- Task: The line that contains "white cargo truck." and all lines following it to the end of the data below: set these down exactly, and nothing besides.

+++ Data records

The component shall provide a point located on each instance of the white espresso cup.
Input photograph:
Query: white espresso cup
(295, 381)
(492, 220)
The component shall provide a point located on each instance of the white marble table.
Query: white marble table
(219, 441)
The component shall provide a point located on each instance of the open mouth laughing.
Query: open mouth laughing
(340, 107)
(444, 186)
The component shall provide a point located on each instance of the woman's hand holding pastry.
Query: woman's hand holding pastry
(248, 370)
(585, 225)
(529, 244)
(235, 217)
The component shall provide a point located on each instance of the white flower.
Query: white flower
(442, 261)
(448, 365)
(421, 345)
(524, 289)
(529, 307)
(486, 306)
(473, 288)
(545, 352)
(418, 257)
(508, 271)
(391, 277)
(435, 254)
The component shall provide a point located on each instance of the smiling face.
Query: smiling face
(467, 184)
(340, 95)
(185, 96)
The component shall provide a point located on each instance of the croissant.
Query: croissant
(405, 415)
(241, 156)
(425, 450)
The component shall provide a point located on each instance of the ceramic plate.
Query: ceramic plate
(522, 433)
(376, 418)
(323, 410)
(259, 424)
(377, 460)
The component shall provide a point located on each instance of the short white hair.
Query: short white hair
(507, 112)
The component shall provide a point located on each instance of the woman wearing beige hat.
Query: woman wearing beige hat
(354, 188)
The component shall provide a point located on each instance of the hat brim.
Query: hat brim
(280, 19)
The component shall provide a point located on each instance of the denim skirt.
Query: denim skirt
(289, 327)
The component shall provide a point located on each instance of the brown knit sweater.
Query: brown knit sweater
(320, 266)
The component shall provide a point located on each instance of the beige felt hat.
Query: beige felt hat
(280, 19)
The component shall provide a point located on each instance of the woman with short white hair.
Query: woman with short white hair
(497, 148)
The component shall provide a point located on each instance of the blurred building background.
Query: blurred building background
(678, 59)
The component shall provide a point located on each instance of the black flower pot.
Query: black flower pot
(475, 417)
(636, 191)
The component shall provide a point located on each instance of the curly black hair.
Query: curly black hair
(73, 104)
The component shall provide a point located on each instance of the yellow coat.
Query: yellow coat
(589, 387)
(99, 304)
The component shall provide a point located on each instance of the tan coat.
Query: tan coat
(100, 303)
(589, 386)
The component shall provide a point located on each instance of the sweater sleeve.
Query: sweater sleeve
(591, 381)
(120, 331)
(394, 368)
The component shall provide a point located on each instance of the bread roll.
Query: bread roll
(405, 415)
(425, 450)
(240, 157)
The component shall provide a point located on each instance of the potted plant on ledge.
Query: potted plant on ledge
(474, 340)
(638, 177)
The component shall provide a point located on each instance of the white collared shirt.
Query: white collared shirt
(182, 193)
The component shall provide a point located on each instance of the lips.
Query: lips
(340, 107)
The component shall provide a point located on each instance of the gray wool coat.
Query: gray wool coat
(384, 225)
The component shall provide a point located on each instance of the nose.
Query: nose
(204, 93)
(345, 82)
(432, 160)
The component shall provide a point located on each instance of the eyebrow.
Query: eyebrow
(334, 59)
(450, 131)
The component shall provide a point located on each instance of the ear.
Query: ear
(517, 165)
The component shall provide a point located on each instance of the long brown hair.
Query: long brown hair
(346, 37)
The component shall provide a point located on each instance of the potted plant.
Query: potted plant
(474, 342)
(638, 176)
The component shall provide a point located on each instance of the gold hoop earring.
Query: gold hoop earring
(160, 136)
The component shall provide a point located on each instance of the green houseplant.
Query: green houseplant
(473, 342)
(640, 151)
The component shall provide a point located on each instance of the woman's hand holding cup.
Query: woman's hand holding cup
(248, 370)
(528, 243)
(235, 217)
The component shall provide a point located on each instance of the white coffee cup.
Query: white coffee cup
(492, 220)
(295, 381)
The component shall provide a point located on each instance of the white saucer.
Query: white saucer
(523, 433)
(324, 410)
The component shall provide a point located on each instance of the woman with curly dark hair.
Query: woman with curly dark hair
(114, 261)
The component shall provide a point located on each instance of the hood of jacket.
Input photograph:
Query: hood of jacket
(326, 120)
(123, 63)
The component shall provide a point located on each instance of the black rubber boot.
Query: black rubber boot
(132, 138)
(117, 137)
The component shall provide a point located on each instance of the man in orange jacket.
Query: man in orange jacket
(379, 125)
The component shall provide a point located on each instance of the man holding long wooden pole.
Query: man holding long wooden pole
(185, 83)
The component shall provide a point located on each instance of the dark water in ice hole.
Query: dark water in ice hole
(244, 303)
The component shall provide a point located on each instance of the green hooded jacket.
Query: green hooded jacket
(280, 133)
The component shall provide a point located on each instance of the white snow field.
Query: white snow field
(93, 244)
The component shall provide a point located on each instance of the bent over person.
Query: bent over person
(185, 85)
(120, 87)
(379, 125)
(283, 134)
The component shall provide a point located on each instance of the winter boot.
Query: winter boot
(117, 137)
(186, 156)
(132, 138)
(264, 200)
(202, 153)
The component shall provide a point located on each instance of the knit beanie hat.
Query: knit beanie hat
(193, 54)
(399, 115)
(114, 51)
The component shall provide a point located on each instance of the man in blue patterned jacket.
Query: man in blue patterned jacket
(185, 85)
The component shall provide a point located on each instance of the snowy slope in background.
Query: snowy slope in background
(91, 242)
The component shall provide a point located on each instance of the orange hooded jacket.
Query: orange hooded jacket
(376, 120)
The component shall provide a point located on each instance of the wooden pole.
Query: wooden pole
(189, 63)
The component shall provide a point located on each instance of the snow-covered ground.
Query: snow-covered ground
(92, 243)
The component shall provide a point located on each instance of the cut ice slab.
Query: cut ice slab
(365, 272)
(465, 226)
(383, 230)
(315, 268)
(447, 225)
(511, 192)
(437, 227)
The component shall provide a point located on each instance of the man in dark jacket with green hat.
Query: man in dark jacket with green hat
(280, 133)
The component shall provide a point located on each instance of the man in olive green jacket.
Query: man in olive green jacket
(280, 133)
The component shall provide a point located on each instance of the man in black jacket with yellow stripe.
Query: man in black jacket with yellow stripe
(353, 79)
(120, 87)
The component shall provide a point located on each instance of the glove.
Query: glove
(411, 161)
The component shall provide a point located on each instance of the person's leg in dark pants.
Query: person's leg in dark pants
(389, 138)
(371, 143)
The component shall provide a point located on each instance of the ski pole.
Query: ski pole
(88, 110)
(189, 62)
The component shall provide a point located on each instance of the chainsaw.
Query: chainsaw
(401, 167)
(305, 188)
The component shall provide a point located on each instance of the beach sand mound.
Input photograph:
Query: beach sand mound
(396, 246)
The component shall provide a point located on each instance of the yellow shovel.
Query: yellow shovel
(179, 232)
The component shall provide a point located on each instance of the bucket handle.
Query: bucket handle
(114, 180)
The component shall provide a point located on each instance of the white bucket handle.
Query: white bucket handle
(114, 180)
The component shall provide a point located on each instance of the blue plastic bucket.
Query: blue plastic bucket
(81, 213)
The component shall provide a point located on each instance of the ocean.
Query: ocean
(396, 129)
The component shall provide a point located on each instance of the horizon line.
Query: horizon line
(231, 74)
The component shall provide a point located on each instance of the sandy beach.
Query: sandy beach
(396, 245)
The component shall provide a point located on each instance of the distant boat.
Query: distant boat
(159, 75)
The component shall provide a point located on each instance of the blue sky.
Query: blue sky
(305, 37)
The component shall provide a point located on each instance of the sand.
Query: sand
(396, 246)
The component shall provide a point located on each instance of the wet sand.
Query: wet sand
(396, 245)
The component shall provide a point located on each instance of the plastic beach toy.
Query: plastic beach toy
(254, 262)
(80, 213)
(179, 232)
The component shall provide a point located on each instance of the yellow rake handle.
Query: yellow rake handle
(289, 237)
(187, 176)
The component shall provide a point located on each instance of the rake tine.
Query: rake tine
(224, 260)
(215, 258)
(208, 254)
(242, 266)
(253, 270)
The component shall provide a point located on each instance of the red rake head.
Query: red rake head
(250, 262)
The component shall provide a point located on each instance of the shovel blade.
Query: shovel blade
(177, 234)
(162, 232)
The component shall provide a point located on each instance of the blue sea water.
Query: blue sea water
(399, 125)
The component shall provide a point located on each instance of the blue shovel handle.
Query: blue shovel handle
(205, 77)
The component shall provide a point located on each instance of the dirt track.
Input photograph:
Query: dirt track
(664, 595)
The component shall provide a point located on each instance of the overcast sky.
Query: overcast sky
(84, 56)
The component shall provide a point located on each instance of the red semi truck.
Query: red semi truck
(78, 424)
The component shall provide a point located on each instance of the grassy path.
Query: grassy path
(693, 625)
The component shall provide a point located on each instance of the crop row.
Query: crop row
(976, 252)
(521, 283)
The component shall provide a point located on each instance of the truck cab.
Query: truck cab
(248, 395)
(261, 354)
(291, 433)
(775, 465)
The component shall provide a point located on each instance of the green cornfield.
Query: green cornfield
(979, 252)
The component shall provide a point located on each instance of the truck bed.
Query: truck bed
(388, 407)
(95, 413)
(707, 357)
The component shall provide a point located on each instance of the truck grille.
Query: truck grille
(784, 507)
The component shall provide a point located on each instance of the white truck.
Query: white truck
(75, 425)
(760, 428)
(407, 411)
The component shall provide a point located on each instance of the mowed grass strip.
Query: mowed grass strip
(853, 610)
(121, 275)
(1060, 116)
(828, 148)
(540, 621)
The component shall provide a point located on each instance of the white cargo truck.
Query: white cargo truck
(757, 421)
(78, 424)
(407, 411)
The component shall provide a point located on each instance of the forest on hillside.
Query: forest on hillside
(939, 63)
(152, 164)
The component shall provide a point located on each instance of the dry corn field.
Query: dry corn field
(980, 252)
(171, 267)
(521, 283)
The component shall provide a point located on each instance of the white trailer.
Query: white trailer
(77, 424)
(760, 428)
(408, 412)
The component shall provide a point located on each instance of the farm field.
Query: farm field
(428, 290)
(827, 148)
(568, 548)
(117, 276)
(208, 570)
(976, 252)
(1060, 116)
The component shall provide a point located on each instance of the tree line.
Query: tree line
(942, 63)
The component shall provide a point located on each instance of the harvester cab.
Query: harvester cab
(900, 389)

++++++

- Solution for this exercise:
The component shall provide a point located on each instance of the white cargo truck.
Query: white cargo truck
(757, 421)
(78, 424)
(407, 411)
The component shall provide a point located on each instance of the forest on hillside.
Query: forest on hillside
(939, 63)
(152, 164)
The component shall provide a point located on each instance of the dry corn field.
Query: dry corn field
(980, 252)
(171, 267)
(521, 283)
The component shall provide a point located on each instance of the white trailer.
Query: white trailer
(77, 424)
(760, 428)
(408, 412)
The component shall provide a point located on each instance of the farm field.
Query: farm field
(428, 290)
(827, 148)
(568, 548)
(117, 276)
(208, 570)
(976, 252)
(1060, 116)
The component shall provide a point located on each instance of the tree line.
Query: tree line
(942, 63)
The component shall provide a point located on each instance of the harvester cab.
Query: harvester cab
(900, 389)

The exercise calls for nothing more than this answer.